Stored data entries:
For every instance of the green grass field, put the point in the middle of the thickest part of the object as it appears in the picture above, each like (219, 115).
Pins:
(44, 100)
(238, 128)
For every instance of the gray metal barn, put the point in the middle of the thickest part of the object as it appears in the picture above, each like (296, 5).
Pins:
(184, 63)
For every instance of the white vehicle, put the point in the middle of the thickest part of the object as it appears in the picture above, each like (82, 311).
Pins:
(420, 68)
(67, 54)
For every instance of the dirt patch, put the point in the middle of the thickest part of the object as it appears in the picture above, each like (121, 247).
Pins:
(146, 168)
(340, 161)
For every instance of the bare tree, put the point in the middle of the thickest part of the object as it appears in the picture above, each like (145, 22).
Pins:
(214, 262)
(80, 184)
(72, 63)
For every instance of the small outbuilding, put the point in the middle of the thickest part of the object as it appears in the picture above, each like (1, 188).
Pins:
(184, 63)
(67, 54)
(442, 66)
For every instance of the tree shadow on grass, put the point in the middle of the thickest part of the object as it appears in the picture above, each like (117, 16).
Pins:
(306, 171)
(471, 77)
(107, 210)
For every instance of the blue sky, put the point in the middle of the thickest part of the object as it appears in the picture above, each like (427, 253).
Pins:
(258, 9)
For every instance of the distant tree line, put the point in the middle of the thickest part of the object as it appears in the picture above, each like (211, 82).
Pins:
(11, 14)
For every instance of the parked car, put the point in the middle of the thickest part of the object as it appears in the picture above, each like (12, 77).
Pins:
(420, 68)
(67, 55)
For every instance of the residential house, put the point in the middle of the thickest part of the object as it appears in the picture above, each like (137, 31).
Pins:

-- YOUR INSTRUCTIONS --
Nothing outside the span should appear: transcribe the lines from the one containing "For every instance of the bare" through the last line of the records.

-- REPLY TO THE TASK --
For every instance of the bare tree, put the point in the middle of the thickest part of the object as it appears in the picture above, each like (145, 22).
Pins:
(214, 262)
(80, 184)
(72, 63)
For every instance of the small outbuilding, put the point in the middle of the thickest part of the object as it appears in the picture above, each like (1, 188).
Pins:
(184, 63)
(67, 54)
(442, 66)
For every instance of the tree shadow on grass, put the point in the middle of the thickest part of the object as it appears in the picture above, each like (117, 16).
Pins:
(306, 171)
(471, 77)
(107, 210)
For every instance of the blue sky, put the point in the middle of the thickest part of the object as it appears in the picture above, each like (427, 253).
Pins:
(258, 9)
For every instance of the distant tree line, put the point in the middle of the thickest part of the object as it appears in the picture above, each like (211, 82).
Pins:
(11, 14)
For every instance of the parked car, put the point in the middle of the thickest part of the object as it appears in the picture above, each like (12, 77).
Pins:
(420, 68)
(67, 55)
For every instance of the residential house, put the point in the middle of the thickest part of the object as it appears in the picture above, each like (137, 31).
Pins:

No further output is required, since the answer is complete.